::: Records for the task :::

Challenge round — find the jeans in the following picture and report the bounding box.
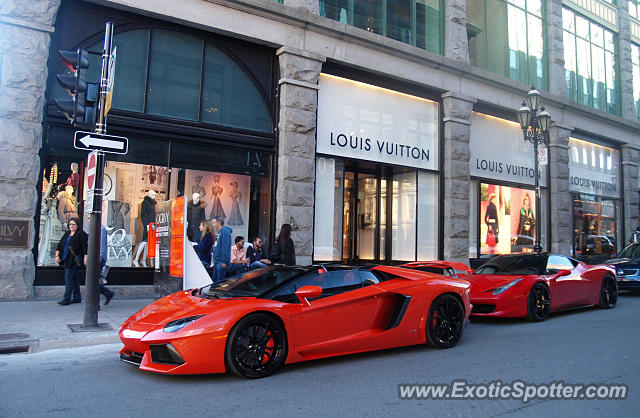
[62,264,82,302]
[249,260,267,270]
[211,262,227,284]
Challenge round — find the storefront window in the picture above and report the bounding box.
[52,29,272,132]
[569,138,620,263]
[480,183,537,255]
[562,8,619,114]
[37,128,271,267]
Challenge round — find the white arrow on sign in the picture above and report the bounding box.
[78,135,125,151]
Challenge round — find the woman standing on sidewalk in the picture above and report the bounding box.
[56,218,88,305]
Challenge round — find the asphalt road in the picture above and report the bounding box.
[0,295,640,417]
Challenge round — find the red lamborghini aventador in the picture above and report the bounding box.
[465,253,618,321]
[120,266,470,378]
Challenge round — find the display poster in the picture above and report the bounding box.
[316,74,439,170]
[184,170,251,242]
[169,196,186,278]
[480,183,536,254]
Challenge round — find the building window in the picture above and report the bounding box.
[319,0,442,54]
[467,0,547,89]
[631,44,640,122]
[562,8,619,114]
[52,29,273,133]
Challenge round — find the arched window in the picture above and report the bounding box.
[53,29,273,132]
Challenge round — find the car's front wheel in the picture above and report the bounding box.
[527,283,551,322]
[427,295,464,348]
[225,313,288,379]
[600,275,618,309]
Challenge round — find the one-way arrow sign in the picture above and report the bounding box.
[73,131,129,154]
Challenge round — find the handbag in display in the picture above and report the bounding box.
[486,228,496,247]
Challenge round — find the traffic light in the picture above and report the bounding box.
[55,49,98,129]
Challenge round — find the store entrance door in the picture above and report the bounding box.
[342,169,386,264]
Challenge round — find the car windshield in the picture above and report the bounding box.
[616,244,640,258]
[473,254,547,275]
[200,266,307,298]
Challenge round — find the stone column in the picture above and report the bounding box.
[276,47,325,265]
[541,123,573,255]
[536,0,567,97]
[618,144,640,240]
[0,0,60,299]
[283,0,320,14]
[618,0,637,121]
[441,92,475,264]
[444,0,469,64]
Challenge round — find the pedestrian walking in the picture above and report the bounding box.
[55,217,88,305]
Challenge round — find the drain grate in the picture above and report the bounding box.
[0,332,39,354]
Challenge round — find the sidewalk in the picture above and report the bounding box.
[0,297,152,351]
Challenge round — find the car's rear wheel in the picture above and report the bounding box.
[600,275,618,309]
[426,295,464,348]
[225,313,287,379]
[527,283,551,322]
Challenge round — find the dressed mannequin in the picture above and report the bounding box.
[58,186,78,228]
[133,190,156,267]
[187,193,207,242]
[64,163,80,195]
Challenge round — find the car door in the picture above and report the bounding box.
[546,254,586,309]
[291,270,382,355]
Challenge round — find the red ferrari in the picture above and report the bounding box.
[120,265,471,378]
[465,253,618,321]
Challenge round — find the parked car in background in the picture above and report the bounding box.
[465,253,618,321]
[606,242,640,290]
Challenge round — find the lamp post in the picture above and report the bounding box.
[518,86,551,254]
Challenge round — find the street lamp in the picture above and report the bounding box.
[518,86,551,254]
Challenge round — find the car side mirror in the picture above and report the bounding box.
[296,286,322,306]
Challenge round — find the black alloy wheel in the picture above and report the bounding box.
[599,275,618,309]
[225,313,288,379]
[527,283,551,322]
[427,294,464,348]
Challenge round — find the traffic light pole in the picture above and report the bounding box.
[83,22,113,328]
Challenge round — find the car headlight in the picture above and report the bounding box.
[164,315,204,332]
[491,277,522,296]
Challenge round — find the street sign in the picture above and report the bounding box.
[538,147,549,165]
[104,46,117,118]
[73,131,129,154]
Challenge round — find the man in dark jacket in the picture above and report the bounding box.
[211,217,233,284]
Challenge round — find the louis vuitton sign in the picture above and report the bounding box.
[0,219,31,248]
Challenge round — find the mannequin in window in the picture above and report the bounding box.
[187,193,207,242]
[209,174,227,219]
[229,181,244,225]
[133,190,156,266]
[58,186,78,228]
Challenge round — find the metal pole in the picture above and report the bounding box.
[83,22,113,328]
[532,125,542,254]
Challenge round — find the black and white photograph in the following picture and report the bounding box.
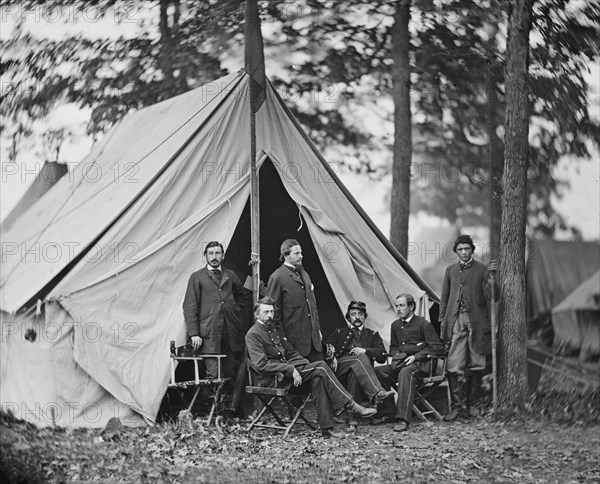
[0,0,600,484]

:::

**Task brief:** Reproduce the data from its beginning through the line containing "[211,262,227,284]", substituting "denim trousers" for "jeans" and leaving everything else unchanged. Omit the picture from your answer.

**Task answer:**
Challenge round — find the denim trousers in the following picture and report the bounding box.
[62,264,82,302]
[249,260,267,270]
[211,262,227,284]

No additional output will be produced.